→ **Set task 1**
In the commentary on tariffs and falling markets, how much does the Yale Budget Lab estimate tariffs will cost the typical American household?
→ **Set task 2**
Carry the commentary on tariffs and falling markets forward from its final sentence.
Begin Excerpt provided
Continued losses are mushrooming in real time, as markets crash and burn, while Nero heads to Florida, at the taxpayer’s expense, to golf at a Saudi-held event at one of his fancy resorts. The so-called populist president will be luxuriating on the greens, as Americans are draining TRILLIONS in green. (It’s worth noting that each time the president travels from Washington, D.C. to his Mar-a-Lago resort in Florida, it costs U.S. taxpayers approximately $3.4 million.)
Treasury Secretary Scott Bessent, whose net worth is reported to be between $500 million and $700 million, was as nonchalant as our golfing president about cratering global markets. On Bloomberg TV, he flippantly brushed off mammoth Nasdaq losses by quipping, “that’s a Mag 7 problem, not a MAGA problem.”
Bessent was referring to The "Magnificent Seven” technology companies: Apple, Microsoft, Amazon, Alphabet (Google), Meta (Facebook) NVIDIA Corporation and Tesla. I’m no financial expert, but if these companies are bleeding losses, it’s probably not healthy for the U.S. economy.
Of course, the out-of-touch Bessent was dead wrong about the impact the tariffs will have on Trump voters. The Yale Budget Lab estimates tariffs will cost the typical American household about $3,800 in higher prices. If these folks thought the price of eggs was too high, wait until they see the price of cars and other goods in Trump’s MAGA Market. Even Sen. Ted Cruz (R-TX) knows this won’t end well, saying, “Tariffs are a tax on consumers.”
Yet, Trump continues to downplay the unfolding nightmare as a “disturbance”. A disturbance is a Jehovah Witnesses knocking on your door while you’re eating dinner. When the economy drains trillions of dollars overnight, it’s not a disturbance, it’s a disaster. A Barron’s headline neatly sums it up: “The Stock Market Pain Is Just Getting Started. This is How You Sabotage the World’s Economic Engine.”
The lobotomized MAGA-Monkeys in Trump’s cult-like base will probably continue to defend the president’s debacle. They are incapable of critical thinking, so they are blind to the red emergency lights blinking. However, economic experts are spooked at how the markets are reacting to America’s kook.
Federal Reserve Chair Jerome H. Powell warned that Trump’s plan will very likely “include higher inflation and slower growth.” Kristalina Georgieva, the managing director of the International Money Fund, cautioned the tariffs, “clearly represent a significant risk to the global outlook at a time of sluggish growth.”
End Excerpt provided
Begin Recorded data
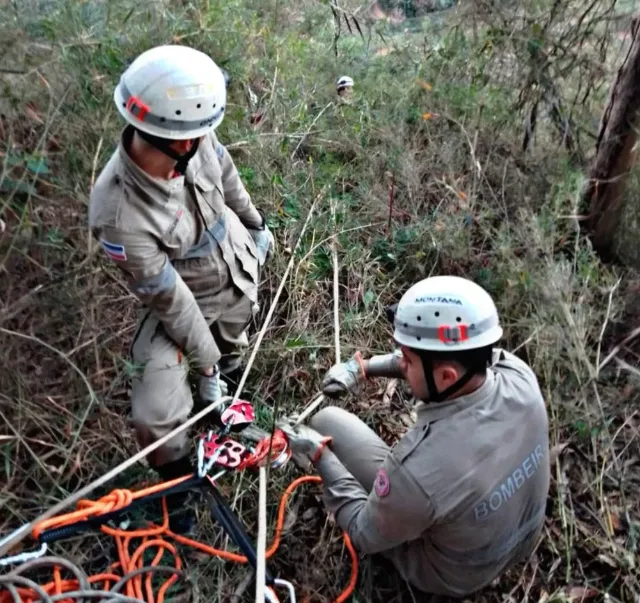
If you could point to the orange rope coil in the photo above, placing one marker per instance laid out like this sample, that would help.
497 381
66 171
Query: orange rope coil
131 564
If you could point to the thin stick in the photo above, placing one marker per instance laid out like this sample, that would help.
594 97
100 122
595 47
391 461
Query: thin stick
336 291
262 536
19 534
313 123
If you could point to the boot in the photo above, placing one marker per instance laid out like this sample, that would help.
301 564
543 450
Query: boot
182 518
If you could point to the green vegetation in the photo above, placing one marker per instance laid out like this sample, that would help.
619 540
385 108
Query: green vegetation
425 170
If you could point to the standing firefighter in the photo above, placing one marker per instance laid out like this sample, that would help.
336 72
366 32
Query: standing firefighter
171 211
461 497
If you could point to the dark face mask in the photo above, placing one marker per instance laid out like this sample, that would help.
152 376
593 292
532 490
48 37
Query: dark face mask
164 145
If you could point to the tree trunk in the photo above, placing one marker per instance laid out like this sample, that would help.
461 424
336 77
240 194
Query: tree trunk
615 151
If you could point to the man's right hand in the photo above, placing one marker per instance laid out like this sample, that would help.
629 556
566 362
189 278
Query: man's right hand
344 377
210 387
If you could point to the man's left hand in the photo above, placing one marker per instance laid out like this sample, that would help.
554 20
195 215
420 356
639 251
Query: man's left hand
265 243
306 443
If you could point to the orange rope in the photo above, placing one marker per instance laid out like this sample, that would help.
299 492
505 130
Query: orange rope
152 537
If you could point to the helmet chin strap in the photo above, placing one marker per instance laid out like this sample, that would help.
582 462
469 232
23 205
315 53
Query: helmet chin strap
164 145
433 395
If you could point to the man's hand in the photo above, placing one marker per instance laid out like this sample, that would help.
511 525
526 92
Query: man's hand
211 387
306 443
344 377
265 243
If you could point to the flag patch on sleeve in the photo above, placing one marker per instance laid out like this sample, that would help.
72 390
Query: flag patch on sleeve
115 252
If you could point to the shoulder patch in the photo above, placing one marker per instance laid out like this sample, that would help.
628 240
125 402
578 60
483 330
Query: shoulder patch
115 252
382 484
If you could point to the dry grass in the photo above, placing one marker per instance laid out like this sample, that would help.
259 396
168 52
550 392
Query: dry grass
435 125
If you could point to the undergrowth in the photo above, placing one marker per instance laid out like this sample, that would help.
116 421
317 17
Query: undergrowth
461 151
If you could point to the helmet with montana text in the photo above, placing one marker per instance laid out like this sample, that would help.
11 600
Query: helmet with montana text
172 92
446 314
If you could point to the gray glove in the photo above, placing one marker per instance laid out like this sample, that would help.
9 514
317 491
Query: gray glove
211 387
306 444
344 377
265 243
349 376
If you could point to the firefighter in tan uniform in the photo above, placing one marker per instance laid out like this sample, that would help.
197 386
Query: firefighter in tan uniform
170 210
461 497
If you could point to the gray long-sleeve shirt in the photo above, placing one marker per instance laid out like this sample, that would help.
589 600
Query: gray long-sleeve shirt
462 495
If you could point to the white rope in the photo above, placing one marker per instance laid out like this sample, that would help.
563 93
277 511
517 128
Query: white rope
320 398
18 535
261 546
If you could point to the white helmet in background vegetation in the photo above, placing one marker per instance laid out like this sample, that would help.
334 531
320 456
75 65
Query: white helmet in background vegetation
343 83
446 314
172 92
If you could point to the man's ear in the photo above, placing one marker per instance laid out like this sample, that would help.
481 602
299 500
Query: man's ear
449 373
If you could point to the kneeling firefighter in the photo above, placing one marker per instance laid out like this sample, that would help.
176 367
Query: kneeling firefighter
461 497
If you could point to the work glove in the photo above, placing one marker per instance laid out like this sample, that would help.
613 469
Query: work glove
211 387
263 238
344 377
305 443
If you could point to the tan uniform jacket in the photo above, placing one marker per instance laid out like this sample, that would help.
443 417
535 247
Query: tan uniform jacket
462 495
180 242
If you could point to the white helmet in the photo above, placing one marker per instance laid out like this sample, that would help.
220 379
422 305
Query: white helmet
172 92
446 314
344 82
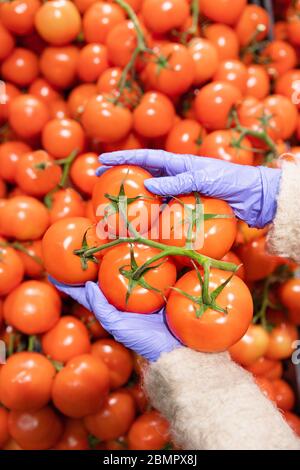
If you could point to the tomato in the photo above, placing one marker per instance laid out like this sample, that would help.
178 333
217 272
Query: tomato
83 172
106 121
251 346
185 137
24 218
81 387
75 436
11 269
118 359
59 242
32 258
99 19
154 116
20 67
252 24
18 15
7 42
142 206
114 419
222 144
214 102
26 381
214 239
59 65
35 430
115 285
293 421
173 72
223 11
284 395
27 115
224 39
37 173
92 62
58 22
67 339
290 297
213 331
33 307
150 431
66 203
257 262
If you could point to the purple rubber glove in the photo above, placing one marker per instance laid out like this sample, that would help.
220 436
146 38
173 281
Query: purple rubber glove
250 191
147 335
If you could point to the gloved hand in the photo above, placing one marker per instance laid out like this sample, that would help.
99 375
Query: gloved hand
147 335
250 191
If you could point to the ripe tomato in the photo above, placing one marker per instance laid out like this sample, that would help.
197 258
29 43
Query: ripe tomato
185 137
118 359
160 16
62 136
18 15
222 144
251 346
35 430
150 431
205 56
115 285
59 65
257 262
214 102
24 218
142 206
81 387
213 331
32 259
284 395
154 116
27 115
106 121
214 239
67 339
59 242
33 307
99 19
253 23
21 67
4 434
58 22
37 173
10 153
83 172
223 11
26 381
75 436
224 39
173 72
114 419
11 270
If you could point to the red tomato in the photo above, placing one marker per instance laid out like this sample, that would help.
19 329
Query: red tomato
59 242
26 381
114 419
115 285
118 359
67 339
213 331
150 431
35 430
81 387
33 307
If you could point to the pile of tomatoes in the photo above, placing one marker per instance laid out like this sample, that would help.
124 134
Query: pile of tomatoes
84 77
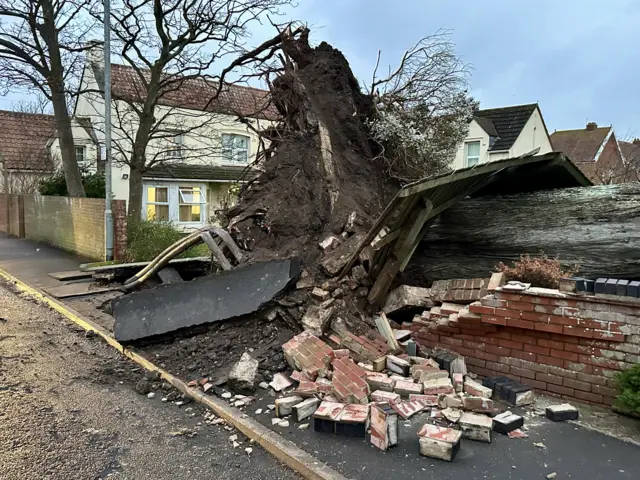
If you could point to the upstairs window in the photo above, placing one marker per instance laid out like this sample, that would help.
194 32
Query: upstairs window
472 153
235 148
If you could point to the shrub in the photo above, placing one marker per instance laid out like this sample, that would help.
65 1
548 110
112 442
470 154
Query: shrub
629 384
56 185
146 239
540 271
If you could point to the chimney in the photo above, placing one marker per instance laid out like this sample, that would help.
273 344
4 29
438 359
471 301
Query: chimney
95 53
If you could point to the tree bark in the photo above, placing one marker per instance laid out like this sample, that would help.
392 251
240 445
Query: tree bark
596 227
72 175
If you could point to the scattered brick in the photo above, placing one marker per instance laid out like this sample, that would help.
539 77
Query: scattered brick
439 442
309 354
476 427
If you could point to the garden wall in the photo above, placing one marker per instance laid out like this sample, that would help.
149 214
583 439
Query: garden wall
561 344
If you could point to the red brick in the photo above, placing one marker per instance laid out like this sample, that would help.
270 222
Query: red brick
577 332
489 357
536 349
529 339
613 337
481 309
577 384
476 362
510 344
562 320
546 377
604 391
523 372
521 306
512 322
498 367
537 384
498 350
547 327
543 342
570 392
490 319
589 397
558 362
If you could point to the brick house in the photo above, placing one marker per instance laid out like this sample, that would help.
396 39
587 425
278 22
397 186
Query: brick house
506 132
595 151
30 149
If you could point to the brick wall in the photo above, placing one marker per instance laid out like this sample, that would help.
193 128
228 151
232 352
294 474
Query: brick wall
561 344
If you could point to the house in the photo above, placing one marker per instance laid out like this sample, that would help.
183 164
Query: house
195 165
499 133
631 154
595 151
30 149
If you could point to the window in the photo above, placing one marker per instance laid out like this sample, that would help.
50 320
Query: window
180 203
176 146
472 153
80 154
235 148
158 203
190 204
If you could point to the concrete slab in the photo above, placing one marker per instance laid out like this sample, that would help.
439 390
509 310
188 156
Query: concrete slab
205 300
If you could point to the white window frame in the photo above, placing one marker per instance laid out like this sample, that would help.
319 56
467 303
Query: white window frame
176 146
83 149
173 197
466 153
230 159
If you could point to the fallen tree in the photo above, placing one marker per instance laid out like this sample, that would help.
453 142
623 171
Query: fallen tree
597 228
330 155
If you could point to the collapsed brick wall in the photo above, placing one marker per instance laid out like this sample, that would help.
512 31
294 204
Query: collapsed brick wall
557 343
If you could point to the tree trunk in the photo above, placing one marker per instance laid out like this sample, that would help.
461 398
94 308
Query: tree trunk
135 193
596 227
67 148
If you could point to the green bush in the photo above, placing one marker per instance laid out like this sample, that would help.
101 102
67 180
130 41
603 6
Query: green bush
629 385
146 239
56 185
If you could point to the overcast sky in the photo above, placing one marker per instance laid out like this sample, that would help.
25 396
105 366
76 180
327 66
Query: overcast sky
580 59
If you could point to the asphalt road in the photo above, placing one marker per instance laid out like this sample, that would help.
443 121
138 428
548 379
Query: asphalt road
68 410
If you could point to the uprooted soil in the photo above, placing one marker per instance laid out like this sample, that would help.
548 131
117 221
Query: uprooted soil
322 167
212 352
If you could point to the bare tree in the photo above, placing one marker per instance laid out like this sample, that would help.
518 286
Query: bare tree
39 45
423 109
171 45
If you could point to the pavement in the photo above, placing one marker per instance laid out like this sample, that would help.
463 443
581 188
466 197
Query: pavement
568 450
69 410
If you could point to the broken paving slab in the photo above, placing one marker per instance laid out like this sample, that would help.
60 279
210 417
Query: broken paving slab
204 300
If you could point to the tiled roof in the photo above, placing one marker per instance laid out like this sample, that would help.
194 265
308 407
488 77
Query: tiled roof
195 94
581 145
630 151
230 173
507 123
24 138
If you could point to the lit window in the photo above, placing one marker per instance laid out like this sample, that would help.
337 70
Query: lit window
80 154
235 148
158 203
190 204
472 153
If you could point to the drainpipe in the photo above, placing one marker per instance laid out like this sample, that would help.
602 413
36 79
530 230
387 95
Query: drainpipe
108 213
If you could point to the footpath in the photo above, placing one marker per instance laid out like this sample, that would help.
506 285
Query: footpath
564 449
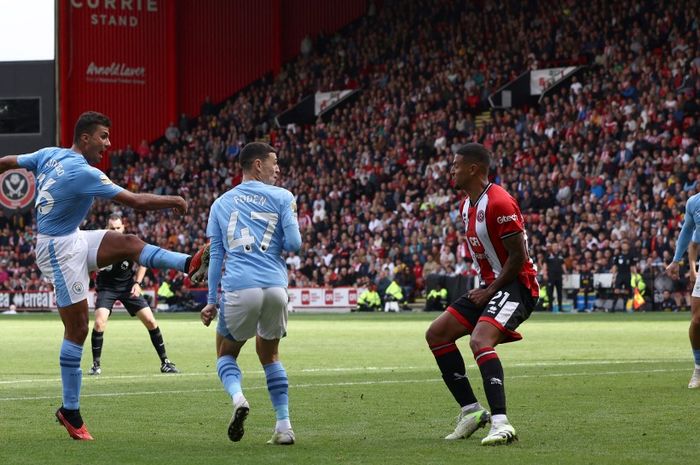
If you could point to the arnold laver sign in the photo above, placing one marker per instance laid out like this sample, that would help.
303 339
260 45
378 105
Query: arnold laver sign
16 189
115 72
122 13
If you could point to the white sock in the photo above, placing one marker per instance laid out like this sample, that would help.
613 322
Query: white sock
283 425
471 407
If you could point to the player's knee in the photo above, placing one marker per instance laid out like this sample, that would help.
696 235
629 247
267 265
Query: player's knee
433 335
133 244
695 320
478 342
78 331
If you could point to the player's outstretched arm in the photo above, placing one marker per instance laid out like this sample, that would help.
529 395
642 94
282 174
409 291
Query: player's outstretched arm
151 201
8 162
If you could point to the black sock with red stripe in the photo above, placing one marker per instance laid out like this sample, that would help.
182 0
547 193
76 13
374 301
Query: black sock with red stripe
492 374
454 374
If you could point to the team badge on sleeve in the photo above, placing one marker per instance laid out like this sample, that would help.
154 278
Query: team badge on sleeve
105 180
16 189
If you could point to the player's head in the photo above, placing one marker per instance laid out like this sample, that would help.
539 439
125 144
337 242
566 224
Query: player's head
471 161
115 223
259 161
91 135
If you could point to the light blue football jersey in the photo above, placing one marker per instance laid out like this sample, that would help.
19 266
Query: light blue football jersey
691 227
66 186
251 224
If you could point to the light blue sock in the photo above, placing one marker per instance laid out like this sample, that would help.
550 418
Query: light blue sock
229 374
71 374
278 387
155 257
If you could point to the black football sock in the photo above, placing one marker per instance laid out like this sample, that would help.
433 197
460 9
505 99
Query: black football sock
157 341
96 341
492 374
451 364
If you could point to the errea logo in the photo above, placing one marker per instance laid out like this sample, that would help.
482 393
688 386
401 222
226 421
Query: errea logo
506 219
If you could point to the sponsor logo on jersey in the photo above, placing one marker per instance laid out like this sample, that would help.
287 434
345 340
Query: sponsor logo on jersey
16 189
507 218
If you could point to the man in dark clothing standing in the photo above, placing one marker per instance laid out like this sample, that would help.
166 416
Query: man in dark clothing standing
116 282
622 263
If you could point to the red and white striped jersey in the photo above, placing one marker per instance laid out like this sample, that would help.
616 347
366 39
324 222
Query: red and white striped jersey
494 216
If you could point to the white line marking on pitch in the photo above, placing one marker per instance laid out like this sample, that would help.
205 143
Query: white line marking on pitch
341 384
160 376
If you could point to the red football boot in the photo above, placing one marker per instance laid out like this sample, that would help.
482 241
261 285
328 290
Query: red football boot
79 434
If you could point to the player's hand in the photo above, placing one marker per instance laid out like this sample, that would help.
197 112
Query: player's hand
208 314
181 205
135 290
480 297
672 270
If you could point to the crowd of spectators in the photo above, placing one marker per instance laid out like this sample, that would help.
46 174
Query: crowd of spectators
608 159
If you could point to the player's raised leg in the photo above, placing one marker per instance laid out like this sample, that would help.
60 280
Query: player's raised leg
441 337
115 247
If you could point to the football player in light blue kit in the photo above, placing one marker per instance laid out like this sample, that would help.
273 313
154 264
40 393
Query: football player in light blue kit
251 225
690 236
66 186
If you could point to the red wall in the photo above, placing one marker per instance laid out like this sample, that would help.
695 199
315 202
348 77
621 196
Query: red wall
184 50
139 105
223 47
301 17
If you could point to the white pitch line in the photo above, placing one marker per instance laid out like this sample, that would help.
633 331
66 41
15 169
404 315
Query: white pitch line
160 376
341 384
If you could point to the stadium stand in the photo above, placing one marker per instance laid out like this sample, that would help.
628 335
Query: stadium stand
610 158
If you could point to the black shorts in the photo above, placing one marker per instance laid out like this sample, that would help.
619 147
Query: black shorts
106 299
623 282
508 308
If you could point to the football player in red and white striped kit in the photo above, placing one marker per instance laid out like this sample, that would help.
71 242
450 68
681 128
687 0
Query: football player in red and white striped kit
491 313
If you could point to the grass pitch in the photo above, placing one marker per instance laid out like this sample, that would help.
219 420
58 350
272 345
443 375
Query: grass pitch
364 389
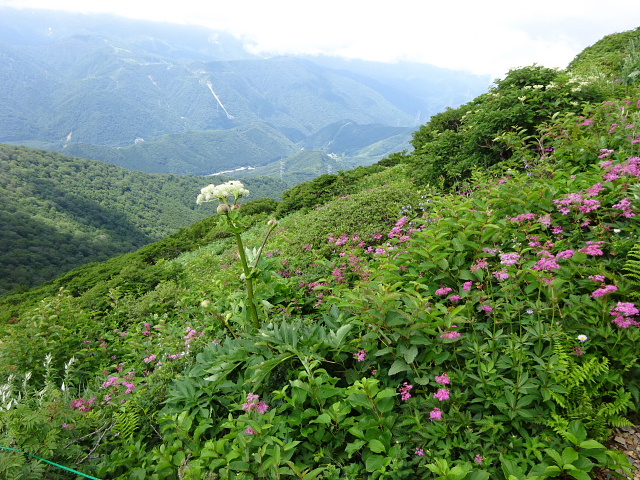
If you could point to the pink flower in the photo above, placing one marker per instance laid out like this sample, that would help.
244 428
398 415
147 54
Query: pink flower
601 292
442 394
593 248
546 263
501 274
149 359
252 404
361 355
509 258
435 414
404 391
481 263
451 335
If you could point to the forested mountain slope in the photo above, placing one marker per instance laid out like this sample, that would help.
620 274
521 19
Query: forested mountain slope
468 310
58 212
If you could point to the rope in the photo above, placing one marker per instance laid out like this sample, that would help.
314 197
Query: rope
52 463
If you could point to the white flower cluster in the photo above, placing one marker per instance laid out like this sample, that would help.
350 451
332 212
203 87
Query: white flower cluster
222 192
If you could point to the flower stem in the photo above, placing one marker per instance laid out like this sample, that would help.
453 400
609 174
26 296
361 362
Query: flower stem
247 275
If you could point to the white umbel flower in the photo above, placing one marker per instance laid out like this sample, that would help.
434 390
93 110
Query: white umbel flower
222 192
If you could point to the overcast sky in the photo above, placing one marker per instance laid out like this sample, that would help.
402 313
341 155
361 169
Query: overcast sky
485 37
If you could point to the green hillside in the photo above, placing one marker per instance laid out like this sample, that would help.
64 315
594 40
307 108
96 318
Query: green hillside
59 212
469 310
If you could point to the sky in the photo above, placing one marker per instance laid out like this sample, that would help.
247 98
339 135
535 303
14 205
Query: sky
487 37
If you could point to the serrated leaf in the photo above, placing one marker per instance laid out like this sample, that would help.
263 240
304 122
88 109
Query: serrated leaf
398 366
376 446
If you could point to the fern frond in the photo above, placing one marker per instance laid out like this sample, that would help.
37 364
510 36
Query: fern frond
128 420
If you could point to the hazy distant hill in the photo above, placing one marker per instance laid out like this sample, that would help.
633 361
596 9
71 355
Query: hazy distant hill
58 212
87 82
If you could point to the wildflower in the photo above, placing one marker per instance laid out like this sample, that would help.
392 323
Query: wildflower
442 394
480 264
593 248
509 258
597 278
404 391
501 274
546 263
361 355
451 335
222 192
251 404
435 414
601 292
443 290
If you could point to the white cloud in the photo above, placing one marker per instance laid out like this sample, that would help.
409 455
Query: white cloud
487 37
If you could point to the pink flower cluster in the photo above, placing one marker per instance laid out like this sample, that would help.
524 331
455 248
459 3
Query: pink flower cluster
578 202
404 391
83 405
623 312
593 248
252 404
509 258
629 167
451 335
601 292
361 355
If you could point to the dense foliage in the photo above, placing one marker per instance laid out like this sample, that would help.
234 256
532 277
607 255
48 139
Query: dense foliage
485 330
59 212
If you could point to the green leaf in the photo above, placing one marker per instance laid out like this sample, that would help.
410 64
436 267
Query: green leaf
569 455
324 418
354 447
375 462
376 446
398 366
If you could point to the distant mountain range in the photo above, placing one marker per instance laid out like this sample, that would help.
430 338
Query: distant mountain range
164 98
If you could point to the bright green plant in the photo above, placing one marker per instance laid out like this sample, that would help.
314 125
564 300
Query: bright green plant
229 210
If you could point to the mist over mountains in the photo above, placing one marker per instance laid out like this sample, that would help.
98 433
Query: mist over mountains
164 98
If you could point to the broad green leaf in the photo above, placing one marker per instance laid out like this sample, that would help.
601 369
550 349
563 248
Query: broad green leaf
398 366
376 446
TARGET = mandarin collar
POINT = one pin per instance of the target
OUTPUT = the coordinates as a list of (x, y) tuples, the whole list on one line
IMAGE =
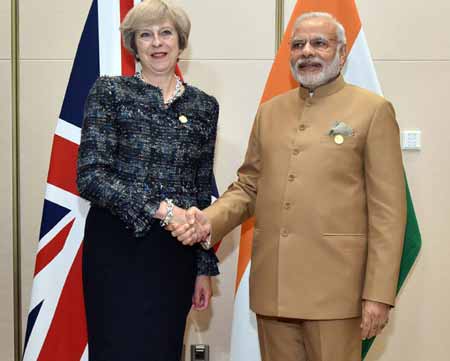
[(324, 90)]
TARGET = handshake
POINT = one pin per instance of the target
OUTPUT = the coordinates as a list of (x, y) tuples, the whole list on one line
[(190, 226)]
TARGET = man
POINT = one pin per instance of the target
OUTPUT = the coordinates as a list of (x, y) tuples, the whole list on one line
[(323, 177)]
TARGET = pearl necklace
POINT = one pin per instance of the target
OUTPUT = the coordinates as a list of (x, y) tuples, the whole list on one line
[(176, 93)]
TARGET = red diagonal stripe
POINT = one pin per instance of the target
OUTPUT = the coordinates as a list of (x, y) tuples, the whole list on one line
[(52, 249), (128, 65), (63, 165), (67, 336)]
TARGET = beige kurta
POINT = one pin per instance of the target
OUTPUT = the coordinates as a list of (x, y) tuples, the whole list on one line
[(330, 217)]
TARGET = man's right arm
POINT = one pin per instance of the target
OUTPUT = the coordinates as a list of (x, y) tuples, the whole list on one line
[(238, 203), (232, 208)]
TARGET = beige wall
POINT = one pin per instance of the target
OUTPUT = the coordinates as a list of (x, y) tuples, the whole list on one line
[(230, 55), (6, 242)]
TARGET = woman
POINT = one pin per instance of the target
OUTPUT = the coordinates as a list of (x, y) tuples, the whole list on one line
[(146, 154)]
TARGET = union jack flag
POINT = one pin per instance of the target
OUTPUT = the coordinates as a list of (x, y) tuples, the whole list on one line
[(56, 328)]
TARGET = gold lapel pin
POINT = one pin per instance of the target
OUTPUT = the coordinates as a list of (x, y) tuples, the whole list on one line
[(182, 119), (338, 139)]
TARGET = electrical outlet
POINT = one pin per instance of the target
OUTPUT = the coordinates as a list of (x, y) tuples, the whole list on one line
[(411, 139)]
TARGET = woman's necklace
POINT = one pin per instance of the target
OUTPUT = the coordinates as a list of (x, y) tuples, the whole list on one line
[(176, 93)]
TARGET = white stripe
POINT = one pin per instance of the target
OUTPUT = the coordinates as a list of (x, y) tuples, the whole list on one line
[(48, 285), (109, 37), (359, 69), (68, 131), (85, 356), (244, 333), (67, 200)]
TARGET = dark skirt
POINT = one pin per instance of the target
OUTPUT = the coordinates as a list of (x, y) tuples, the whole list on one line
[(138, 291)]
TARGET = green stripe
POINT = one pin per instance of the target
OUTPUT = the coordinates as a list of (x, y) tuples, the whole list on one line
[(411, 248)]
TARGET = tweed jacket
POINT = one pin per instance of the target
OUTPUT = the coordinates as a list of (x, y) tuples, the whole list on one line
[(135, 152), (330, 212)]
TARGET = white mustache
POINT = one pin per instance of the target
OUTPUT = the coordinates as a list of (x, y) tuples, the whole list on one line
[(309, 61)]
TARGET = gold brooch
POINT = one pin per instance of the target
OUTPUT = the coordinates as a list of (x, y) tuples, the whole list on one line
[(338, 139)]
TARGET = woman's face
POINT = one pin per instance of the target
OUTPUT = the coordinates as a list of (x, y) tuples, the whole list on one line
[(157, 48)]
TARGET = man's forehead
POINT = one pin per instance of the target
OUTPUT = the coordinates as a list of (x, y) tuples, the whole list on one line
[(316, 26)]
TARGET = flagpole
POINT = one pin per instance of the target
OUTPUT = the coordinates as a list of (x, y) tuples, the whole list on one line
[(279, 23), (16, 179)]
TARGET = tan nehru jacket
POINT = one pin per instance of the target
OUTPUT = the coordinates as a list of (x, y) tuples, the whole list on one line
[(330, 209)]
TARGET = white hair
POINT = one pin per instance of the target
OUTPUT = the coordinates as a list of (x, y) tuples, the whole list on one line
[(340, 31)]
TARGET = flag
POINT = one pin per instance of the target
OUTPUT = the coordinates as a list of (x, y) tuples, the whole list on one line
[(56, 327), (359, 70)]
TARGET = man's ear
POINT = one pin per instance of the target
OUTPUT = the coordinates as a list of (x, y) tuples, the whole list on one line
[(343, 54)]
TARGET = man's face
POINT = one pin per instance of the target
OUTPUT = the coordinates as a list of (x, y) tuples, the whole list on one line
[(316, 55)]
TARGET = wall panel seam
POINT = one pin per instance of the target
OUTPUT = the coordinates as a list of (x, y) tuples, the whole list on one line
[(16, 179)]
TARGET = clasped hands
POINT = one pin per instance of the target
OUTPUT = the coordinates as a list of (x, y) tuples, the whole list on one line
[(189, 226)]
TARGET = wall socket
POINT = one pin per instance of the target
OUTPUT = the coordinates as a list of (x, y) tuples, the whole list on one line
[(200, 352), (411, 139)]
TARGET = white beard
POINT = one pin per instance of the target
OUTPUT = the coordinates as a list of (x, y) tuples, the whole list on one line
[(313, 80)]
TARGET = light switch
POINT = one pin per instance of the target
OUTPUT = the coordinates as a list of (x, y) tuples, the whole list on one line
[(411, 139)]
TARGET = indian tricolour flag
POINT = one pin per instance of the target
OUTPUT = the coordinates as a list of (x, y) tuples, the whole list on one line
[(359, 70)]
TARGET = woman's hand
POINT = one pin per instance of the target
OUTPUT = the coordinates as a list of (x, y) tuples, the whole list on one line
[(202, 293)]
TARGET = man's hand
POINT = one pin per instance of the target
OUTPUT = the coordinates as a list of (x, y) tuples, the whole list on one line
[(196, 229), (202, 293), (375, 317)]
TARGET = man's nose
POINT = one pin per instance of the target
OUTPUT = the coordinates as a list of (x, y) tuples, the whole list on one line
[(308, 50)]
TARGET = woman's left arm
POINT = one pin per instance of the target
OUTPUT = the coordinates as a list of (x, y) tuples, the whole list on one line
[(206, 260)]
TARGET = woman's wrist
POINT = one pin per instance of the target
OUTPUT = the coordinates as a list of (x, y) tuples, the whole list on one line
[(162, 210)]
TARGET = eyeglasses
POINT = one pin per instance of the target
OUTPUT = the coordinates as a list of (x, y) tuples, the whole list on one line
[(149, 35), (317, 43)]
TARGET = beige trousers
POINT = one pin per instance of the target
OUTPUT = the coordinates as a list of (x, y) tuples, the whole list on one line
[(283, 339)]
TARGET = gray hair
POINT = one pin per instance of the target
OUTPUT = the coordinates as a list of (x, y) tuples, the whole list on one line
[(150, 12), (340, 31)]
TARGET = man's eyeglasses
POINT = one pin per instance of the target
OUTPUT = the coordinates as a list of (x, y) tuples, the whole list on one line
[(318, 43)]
End Recorded data
→ **Expected answer 1**
About $3,800 in higher prices.

→ **Expected answer 2**
Former Italian Prime Minister and Dean of the IE School of Politics, Enrico Letta, condemned Trump’s “Liberation Day” trade tariffs as “incomprehensible” and “madness, pure madness". I would add that for those watching their retirement funds vanish, it’s pure sadness.
Friday’s stock market plunge came despite the U.S. adding 228,000 jobs last month. Eric Winograd, an economist at Alliance Bernstein, explained that today’s data is “far less significant than the full-fledged trade war the U.S. has embarked upon. The trade war impacts the forward outlook while the jobs data describes the status quo ex ante. That matters, but not as much as what comes next, and trade policy will be the primary driver of that.”
Predictably, the MAGA-monkeys will ignore reality and angrily explain that Trump is a stable genius who is playing 4-dimensional chess. They will insist the rest of us are stupid globalist liberals who hate America. They will swamp Elon Musk’s X platform, promising that Trump’s isolationism will revive rusty mills and Make America Great Again.
I wish this were true, for the good of the country, and selfishly, for the health of my personal IRA. Tragically, there is no overarching strategy, with the devastating tariffs seeming like they were calculated by a middle school flunky wearing a dunce cap.
No, what we are experiencing are impulsive brain spasms from an aging, raging lunatic with no plan, who governs by arbitrary grievance and capricious mood swings. Trump has always been clueless when it comes to economics and has repeatedly proven himself to be one of the worst businessmen in the history of business.
Between 1991 and 2009, he declared bankruptcy six times (seven if you count the moral variety). This includes at least three casinos, Trump Taj Mahal, Trump Castle Hotel and Casino, and Trump Hotels and Casino Resorts. How inept does one have to be to bankrupt a fucking casino, where the customers are literally getting drunk and shoveling money over by the wheelbarrow?
It’s probably an important time to remember that Trump the “self-made” business superhero is a fictional character. In March 2016, the Washington Post gave Trump 4 Pinocchios for lying, when he claimed he built a real estate fortune out of a “small $1 million loan from his dad.” The Post set the record straight, writing:
Trump’s claim…is simply not credible. He benefited from numerous loans and loan guarantees, as well as his father’s connections, to make the move into Manhattan. His father also set up lucrative trusts to provide steady income. While Trump asserts “it has not been easy for me,” he glosses over the fact that his father paved the way for his success — and that his father bailed him out when he got into trouble.
As Trump’s casinos ran into trouble, Trump’s father also purchased $3.5 million gaming chips, but did not use them, so the casino would have enough cash to make payments on its mortgage — a transaction which casino authorities later said was an illegal loan.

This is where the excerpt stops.